PROBLEM:
Write out everything in the data from the start down through the line containing "column 758, row 565", with both ends included, keeping each line the same.
[Start DATA TO USE]
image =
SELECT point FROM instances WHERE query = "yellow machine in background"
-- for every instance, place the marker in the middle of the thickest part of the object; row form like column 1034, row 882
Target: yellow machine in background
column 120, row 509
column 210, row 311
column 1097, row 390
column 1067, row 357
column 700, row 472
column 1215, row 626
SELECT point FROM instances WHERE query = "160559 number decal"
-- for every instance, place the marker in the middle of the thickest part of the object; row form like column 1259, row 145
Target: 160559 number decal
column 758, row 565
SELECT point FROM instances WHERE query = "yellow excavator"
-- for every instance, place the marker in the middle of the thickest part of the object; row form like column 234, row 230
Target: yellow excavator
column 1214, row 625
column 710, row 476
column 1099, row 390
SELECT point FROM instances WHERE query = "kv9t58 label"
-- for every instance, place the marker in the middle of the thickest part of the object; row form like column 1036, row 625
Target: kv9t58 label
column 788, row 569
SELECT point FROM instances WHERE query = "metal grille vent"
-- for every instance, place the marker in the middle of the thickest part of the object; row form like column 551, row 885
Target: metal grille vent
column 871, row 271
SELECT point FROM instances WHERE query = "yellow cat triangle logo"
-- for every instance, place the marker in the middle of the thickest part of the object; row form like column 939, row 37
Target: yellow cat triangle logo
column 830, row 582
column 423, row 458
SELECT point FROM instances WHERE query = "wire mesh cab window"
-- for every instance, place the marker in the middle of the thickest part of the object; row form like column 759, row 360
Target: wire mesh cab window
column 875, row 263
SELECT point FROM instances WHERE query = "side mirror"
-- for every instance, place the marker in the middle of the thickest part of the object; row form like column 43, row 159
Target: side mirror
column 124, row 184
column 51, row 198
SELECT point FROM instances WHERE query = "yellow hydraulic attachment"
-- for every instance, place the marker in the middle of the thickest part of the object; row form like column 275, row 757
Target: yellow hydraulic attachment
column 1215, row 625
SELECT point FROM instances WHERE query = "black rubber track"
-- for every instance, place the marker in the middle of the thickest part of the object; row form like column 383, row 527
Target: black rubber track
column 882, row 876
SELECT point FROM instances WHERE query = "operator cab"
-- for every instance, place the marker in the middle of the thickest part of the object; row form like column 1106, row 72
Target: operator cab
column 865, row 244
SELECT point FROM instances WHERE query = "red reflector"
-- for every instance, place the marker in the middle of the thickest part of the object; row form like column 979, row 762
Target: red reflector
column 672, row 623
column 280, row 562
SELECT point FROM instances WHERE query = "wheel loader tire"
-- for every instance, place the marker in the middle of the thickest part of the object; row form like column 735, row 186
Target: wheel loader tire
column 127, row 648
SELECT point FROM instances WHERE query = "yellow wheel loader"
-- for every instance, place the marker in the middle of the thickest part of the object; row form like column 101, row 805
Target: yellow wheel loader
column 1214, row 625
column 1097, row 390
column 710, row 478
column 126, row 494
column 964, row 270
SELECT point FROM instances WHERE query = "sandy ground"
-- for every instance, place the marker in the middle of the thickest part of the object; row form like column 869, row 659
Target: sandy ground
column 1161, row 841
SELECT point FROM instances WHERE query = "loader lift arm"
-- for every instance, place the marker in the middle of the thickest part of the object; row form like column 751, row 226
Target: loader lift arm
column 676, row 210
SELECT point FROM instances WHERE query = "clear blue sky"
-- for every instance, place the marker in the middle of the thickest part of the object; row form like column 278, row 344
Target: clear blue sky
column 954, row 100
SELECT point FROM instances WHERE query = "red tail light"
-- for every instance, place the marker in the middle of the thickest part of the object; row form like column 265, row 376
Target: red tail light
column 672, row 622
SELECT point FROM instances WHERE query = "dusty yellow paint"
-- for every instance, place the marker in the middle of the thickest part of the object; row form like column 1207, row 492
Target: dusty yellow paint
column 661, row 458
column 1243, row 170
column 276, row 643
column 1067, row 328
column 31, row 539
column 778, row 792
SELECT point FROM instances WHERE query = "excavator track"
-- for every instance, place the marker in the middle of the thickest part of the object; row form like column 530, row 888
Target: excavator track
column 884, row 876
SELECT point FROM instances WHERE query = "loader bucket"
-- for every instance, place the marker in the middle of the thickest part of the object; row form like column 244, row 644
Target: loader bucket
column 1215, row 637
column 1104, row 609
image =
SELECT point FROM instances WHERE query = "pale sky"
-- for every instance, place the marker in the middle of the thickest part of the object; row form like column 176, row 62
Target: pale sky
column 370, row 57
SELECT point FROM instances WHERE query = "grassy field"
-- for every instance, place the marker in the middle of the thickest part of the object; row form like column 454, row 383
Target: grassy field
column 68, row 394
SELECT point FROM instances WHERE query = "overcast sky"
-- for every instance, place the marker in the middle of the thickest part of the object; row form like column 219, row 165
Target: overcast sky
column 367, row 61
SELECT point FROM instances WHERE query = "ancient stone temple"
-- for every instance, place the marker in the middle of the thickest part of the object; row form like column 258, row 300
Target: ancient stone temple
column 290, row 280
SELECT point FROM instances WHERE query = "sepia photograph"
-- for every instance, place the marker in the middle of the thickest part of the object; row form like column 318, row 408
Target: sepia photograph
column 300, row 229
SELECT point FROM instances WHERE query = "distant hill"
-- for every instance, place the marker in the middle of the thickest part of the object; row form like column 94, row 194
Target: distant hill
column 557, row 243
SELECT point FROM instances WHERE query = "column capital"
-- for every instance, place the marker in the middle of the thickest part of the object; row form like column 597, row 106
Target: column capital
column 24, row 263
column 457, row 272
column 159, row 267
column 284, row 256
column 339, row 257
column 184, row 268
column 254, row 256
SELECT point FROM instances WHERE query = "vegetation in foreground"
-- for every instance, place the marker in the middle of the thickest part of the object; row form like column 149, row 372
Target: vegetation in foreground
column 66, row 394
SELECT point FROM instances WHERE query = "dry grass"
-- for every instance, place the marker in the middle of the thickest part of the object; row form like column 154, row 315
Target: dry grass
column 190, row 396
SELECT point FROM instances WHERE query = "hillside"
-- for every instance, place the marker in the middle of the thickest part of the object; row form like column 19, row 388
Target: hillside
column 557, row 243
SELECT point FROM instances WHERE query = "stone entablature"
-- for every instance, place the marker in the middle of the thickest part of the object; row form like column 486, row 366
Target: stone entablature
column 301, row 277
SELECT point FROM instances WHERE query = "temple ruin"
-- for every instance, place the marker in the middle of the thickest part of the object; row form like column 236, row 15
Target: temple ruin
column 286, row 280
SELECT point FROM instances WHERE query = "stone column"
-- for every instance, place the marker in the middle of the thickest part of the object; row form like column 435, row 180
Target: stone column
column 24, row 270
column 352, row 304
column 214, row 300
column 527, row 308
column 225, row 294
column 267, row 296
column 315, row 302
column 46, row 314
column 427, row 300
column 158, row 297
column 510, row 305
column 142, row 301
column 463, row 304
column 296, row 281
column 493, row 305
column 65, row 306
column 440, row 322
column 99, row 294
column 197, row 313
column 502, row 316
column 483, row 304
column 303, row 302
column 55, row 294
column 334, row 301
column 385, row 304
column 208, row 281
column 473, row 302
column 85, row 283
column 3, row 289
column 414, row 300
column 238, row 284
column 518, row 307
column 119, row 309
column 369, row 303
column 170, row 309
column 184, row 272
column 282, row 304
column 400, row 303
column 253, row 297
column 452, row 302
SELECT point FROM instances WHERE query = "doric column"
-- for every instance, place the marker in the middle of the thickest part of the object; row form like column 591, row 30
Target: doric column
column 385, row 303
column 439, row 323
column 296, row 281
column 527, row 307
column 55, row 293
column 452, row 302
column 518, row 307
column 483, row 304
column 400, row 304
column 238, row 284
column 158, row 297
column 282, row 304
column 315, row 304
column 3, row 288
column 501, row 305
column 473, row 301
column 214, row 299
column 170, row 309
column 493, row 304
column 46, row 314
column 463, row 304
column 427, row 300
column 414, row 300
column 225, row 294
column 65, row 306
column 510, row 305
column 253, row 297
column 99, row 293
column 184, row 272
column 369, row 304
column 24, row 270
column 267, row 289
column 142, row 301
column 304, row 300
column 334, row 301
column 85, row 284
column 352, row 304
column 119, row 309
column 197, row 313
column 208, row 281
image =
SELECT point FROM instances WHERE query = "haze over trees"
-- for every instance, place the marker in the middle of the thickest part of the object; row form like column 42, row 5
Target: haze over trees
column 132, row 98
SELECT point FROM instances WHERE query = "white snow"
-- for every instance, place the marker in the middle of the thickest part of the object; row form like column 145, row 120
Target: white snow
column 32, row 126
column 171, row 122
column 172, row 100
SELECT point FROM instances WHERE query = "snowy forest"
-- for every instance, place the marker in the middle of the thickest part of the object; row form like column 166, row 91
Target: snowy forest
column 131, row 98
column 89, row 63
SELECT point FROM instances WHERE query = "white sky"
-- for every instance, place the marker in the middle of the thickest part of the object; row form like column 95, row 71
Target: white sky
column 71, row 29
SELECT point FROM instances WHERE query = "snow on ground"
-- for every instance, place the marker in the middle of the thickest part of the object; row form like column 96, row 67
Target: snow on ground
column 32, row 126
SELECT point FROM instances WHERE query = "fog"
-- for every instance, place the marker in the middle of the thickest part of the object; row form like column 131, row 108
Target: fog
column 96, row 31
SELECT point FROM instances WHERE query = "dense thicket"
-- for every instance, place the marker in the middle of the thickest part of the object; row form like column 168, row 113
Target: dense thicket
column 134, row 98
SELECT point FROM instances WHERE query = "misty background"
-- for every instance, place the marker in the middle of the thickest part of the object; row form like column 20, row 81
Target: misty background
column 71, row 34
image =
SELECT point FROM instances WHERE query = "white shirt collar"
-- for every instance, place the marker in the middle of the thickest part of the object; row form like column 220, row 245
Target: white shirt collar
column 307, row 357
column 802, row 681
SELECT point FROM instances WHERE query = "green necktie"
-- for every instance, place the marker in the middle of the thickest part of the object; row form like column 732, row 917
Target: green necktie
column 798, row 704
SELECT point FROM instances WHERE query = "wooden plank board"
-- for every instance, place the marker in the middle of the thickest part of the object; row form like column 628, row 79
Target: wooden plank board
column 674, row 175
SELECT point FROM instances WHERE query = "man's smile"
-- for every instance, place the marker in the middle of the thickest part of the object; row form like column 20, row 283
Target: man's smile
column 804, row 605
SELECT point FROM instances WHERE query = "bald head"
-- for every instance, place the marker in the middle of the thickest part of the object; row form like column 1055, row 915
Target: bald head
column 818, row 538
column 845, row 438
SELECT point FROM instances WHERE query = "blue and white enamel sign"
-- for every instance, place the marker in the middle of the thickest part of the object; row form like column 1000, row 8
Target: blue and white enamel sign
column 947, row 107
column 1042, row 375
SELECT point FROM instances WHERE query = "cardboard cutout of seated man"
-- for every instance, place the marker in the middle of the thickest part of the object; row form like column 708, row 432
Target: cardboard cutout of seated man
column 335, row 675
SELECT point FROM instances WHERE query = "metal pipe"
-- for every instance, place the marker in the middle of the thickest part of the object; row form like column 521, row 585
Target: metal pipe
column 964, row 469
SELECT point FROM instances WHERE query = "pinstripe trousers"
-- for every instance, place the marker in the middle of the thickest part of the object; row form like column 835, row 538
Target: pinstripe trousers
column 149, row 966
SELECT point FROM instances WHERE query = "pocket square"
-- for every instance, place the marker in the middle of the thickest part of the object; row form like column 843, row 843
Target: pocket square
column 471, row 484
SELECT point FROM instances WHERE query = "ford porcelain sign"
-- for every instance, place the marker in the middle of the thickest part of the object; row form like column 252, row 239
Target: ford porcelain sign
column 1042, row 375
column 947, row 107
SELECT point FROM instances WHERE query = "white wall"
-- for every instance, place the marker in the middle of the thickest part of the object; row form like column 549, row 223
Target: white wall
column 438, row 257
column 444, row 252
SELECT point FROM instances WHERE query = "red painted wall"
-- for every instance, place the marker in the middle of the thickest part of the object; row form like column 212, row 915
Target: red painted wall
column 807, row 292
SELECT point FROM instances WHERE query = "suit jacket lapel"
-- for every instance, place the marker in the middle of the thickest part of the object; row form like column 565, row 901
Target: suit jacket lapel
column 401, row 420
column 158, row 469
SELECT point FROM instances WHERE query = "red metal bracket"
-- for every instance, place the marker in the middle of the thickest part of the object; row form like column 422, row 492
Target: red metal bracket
[End DATA TO USE]
RESPONSE TO THIS TASK:
image =
SELECT point FROM instances WHERE query = "yellow machine in background"
-- for every instance, place the marker in the middle of the thickest part of the object; row form like column 1034, row 882
Target: yellow machine in background
column 120, row 509
column 210, row 311
column 1097, row 390
column 1067, row 357
column 700, row 472
column 1215, row 626
SELECT point FROM instances WHERE query = "160559 number decal"
-- for every instance, place the marker in the middle of the thickest part of the object; row form like column 1259, row 145
Target: 160559 number decal
column 758, row 565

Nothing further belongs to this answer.